▸ **Extract**

Re: [PATCHv3 2/2] vhost_net: a kernel-level virtio server

"Michael S. Tsirkin" <mst@xxxxxxxxxx> · Sun, 16 Aug 2009 09:51:10 +0300

On Fri, Aug 14, 2009 at 01:40:36PM +0200, Arnd Bergmann wrote:
> On Thursday 13 August 2009, Michael S. Tsirkin wrote:
> > What it is: vhost net is a character device that can be used to reduce
> > the number of system calls involved in virtio networking.
> > Existing virtio net code is used in the guest without modification.
> 
> AFAICT, you have addressed all my comments, mostly by convincing me
> that you got it right anyway ;-).
> 
> I hope this gets into 2.6.32, good work!
> 
> > Signed-off-by: Michael S. Tsirkin <mst@xxxxxxxxxx>
> 
> Acked-by: Arnd Bergmann <arnd@xxxxxxxx>
> 
> One idea though:
> 
> > +	/* Parameter checking */
> > +	if (sock->sk->sk_type != SOCK_RAW) {
> > +		r = -ESOCKTNOSUPPORT;
> > +		goto done;
> > +	}
> > +
> > +	r = sock->ops->getname(sock, (struct sockaddr *)&uaddr.sa,
> > +			       &uaddr_len, 0);
> > +	if (r)

▸ **Provided information**
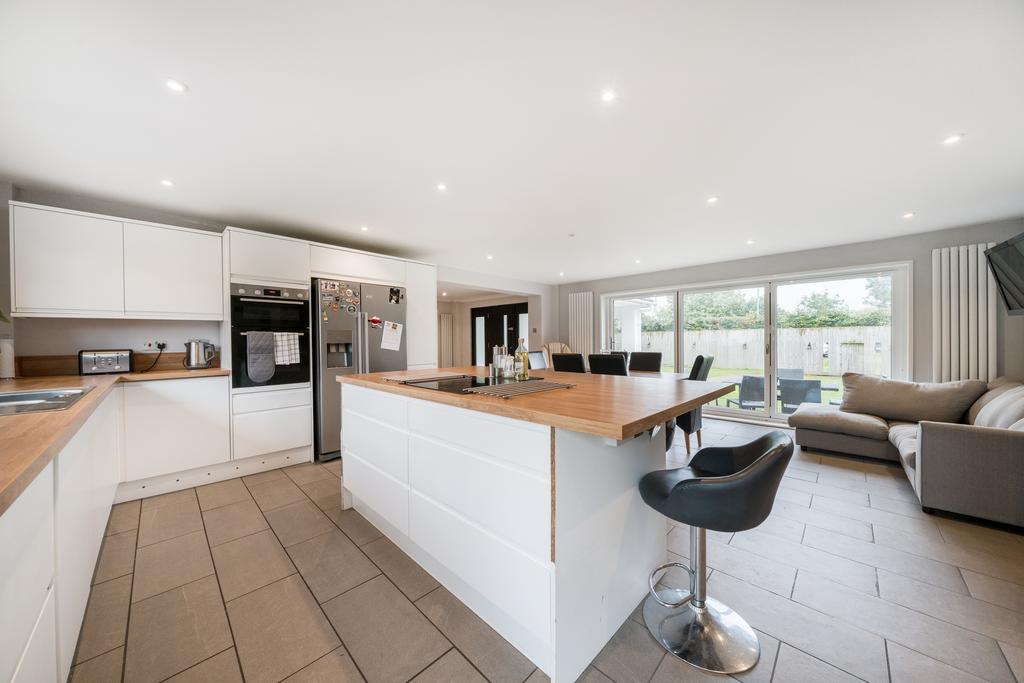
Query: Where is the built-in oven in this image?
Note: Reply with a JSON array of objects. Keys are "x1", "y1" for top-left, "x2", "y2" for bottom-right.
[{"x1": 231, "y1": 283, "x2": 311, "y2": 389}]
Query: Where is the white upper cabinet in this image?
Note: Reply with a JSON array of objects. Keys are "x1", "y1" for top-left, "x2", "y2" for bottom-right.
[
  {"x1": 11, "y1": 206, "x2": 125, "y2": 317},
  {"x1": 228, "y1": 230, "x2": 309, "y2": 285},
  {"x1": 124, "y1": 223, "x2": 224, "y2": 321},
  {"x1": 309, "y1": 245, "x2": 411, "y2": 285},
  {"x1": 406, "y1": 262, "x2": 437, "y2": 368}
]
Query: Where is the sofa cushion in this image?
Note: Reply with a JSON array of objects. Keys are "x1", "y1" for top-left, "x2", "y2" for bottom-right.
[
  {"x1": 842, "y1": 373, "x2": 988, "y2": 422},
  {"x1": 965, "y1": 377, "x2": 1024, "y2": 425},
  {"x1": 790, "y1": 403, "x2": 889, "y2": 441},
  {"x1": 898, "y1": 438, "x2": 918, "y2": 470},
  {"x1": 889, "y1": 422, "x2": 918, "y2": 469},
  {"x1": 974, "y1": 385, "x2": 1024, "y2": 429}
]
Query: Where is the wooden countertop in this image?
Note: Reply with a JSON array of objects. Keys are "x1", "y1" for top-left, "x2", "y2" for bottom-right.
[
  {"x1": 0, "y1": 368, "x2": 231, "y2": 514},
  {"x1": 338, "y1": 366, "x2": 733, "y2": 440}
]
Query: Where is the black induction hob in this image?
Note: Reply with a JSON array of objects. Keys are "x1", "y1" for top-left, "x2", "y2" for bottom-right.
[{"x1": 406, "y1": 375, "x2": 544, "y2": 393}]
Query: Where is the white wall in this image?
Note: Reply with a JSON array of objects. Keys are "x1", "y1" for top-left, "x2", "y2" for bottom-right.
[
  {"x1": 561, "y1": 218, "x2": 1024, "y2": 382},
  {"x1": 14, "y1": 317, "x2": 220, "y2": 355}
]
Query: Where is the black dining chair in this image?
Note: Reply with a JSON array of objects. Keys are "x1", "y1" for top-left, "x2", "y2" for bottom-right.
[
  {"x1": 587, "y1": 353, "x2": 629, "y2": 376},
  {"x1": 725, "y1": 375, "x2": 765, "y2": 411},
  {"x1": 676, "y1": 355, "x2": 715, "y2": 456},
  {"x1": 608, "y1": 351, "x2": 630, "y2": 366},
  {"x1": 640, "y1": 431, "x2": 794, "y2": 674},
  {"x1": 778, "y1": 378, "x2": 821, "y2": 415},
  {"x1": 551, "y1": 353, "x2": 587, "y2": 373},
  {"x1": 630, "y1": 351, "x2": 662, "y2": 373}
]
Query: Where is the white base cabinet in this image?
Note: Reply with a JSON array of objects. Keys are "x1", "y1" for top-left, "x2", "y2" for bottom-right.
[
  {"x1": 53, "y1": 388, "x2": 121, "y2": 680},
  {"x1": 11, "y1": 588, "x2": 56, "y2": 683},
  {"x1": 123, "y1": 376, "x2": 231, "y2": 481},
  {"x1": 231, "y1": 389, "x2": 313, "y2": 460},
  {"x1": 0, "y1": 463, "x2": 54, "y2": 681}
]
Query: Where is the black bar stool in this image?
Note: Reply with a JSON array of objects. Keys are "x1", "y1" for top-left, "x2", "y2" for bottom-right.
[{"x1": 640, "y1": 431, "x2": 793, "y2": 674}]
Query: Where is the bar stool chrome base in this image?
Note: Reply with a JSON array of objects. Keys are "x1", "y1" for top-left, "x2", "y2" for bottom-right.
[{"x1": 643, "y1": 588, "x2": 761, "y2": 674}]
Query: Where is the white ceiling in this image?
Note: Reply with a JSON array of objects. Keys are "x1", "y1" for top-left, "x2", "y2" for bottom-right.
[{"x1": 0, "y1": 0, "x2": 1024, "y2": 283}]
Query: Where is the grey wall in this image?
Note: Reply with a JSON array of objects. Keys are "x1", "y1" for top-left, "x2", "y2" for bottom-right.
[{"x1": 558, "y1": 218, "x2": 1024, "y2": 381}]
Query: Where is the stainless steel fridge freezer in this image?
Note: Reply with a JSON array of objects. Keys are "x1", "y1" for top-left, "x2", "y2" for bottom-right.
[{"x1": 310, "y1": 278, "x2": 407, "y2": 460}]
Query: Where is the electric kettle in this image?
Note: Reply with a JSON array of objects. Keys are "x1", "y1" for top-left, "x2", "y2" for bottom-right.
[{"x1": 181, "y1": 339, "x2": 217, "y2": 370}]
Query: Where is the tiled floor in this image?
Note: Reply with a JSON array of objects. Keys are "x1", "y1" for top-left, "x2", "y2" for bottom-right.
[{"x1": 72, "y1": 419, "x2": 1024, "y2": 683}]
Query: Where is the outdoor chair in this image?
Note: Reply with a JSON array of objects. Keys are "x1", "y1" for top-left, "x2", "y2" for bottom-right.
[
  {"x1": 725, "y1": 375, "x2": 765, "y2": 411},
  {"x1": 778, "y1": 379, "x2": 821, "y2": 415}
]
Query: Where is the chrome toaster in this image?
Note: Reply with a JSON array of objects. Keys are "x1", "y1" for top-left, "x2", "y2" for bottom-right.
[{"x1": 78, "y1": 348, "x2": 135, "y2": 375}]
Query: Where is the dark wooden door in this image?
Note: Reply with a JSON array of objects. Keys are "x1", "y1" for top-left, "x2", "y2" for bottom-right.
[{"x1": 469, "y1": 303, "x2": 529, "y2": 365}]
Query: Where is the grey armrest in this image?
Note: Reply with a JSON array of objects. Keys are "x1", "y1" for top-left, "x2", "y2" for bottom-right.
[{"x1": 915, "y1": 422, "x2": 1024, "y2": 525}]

▸ **List of tasks**
1) Summarize the vhost_net patch thread in two sentences.
2) Pick up the vhost_net patch thread after its final line and write what comes next.

▸ **Answer list**
1) Arnd Bergmann's reply, quoted by Michael S. Tsirkin, responds to a patch that describes vhost net as a character device for reducing the number of system calls in virtio networking, with existing guest virtio net code used unchanged. Bergmann says all his comments have been addressed, hopes the work gets into 2.6.32, gives his Acked-by, and starts to offer one idea about the patch's parameter-checking code.

2)
> > +		goto done;
> > +
> > +	if (uaddr.sa.sll_family != AF_PACKET) {
> > +		r = -EPFNOSUPPORT;
> > +		goto done;
> > +	}
> 
> You currently limit the scope of the driver by only allowing raw packet
> sockets to be passed into the network driver. In qemu, we currently support
> some very similar transports:
> 
> * raw packet (not in a release yet)
> * tcp connection
> * UDP multicast
> * tap character device
> * VDE with Unix local sockets
> 
> My primary interest right now is the tap support, but I think it would
> be interesting in general to allow different file descriptor types
> in vhost_net_set_socket. AFAICT, there are two major differences
> that we need to handle for this:
> 
> * most of the transports are sockets, tap uses a character device.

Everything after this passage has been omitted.